__EXTRACT PROVIDED__.
== == ==

Campaigners said it must finally be established whether the country had been used to refuel so-called "extraordinary rendition" flights.

The demands followed a police inquiry which dismissed claims rendition flights had landed at English airports.

The CIA flights are alleged to carry suspects to secret detention camps.

Campaigners have claimed in the past that rendition flights regularly landed at Glasgow and Prestwick airports to refuel before carrying terror suspects to prisons elsewhere in Europe, Africa and the Middle East where they may have faced torture.

I think it is high time we had a formal inquiry and that really needs to be on both sides of the border Shami ChakrabartiLiberty

The English inquiry by the Association of Chief Police Officers (Acpo) had examined specific allegations made by campaign group Liberty in the wake of an investigation by the Guardian newspaper.

Liberty claimed 210 CIA flights carrying terrorist suspects had landed at English airports since 2001 and provided dates and locations, but Acpo said there was no evidence to substantiate the allegations.

Acpo released its findings just hours after the Council of Europe said there was evidence to prove the CIA had run secret jails in Europe.

The Council of Europe had previously also alleged rendition flights did pass through the UK and other European countries.

== == ==

__SHORT TASK A__. From the rendition flights article, print everything from "I think it is" down to "the Guardian newspaper.", word for word.
__SHORT TASK B__. Proceed with the article on CIA rendition flights, picking up right after its last sentence.
The listing is separate material and has no connection to the rendition flights article.

__RECORDS SUPPLIED__.
== == ==

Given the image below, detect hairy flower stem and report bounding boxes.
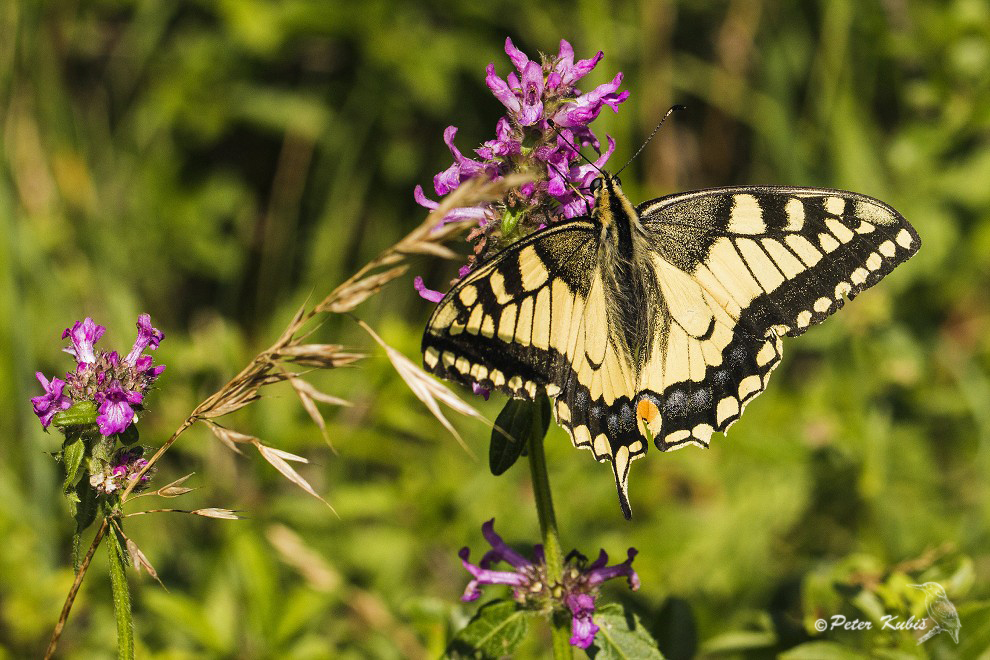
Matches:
[527,398,573,660]
[107,525,134,660]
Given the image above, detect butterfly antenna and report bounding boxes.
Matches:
[547,119,605,176]
[615,104,687,176]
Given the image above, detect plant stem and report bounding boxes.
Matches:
[528,402,573,660]
[107,525,134,660]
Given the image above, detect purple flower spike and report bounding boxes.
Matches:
[124,314,165,369]
[553,73,629,128]
[96,383,144,435]
[459,520,639,649]
[433,126,494,195]
[588,548,639,591]
[413,275,443,303]
[553,39,605,86]
[31,371,72,429]
[481,518,533,568]
[565,593,599,649]
[89,446,155,495]
[62,316,107,364]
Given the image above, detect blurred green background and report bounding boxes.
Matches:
[0,0,990,658]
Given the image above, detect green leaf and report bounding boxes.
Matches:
[72,479,98,534]
[650,597,698,658]
[117,424,140,447]
[588,603,663,660]
[778,642,863,660]
[62,433,86,493]
[446,600,533,658]
[488,394,550,477]
[52,401,97,429]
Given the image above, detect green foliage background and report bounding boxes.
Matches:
[0,0,990,658]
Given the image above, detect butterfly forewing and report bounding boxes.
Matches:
[423,180,920,517]
[423,221,597,399]
[637,187,920,449]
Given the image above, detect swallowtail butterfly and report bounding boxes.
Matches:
[423,174,921,518]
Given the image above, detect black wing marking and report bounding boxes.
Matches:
[637,187,921,450]
[423,221,647,517]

== == ==

__TASK RESPONSE A__.
I think it is high time we had a formal inquiry and that really needs to be on both sides of the border Shami ChakrabartiLiberty

The English inquiry by the Association of Chief Police Officers (Acpo) had examined specific allegations made by campaign group Liberty in the wake of an investigation by the Guardian newspaper.

__TASK RESPONSE B__.
Shami Chakrabarti, director of Liberty, slammed the Acpo inquiry as a "whitewash", and said she still wanted to know whether Prestwick and Glasgow had been used as stop-off points by the CIA flights.

'Cast-iron assurances'

She said: "I think it is high time we had a formal inquiry and that really needs to be on both sides of the border.

"The work of the Guardian journalists suggests that Prestwick has had a lot of CIA flight activity through it.

"What we need to investigate is who or what was on those planes, and has Britain's airspace or British air bases been used as a transit post for extraordinary rendition?"

Ms Chakrabarti's demand was echoed by Christine Grahame, the SNP MSP for the South of Scotland.

She said: "I'd dearly love an inquiry. It would be much better if it could be held in Scotland but failing that I think an inquiry through European channels is likely to be more reliable than one through Westminster."

But the Labour MP for Ayr Central, Brian Donohoe, said: "I have been given cast-iron assurances by two Secretaries of State that there have been no rendition flights through Prestwick since 1998."